Excerpted text —
+---+

A Chance to Excel with Kevin Riley

IMG_6193I met Kevin Riley a month ago and had the opportunity to attend one of his speaking engagements last Friday. Kevin authored “Guiding Your Child from Pee Wee to Pro.” The book is designed to help parents nurture their child’s athletic development, but I found his information to also be applicable to business, filmmaking and spiritual growth.

Kevin, after years of speaking engagements to parent groups, parks and recreational organizations, and state and national conferences, realized the repetitiveness of one comment, “I wish I had known all this information years before.” This moment of enlightenment drove him to research what turns a good performer into a great one.

“One thing that really surprised me as I was going through and doing all this research, and doing interviews, et cetera, was that 97 percent of the population has the chance to excel,” says Kevin. “To get in that one percent. 97 percent of all of us have the opportunity, have the capability, to excel. And that’s because, and I’m sorry to say, we’re all essentially the same.”

+---+

Data —
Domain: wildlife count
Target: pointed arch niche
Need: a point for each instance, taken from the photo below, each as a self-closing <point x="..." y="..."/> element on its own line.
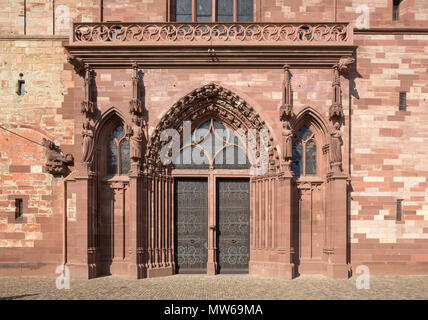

+---+

Exercise tasks —
#1 Answer these questions using the piece about Kevin Riley.
(a) What is the title of the book Kevin Riley authored?
(b) What comment did he keep hearing after his speaking engagements?
(c) What percentage of the population does he say has the chance to excel?
#2 Extend the piece about Kevin Riley by a few paragraphs, picking up right after its final sentence.
None of the material is needed here.

The answers —
#1
(a) "Guiding Your Child from Pee Wee to Pro."
(b) "I wish I had known all this information years before."
(c) 97 percent.

#2
The Elite Use Long-Term Memory

Kevin went on to share the things we have to do to excel and get into the top one percent, which are not hard to do. He started with a simple question, “Where does expertise come from?” Kevin adds, “It comes from your memory. And more specific, it comes from your long-term memory.”

I was fascinated to learn how experiences move into our working memory or short-term memory. Most of those things that are important to us and memorable, then move into our long-term memory. But the key is turning long-term memory into a tool to be used as an expert.

“Now you are already a near-expert,” says Kevin. “A near-expert is very close to an expert, but not quite. Raise your hand if you can remember any detail of getting here today. How many of you drove? Okay. Do you remember accelerating? Do you remember putting on the brakes? Do you remember turning the steering wheel right or left, whichever way you had to go? Do you remember with any detail doing those things?”

“More than likely, no. You may remember, ‘Okay, this is the route that I took. And there’s a stoplight over on Indian Trail and 31.’ But do you remember actually going through it? Your driving was automated. That’s why you can hold a conversation with someone in the car and still drive.”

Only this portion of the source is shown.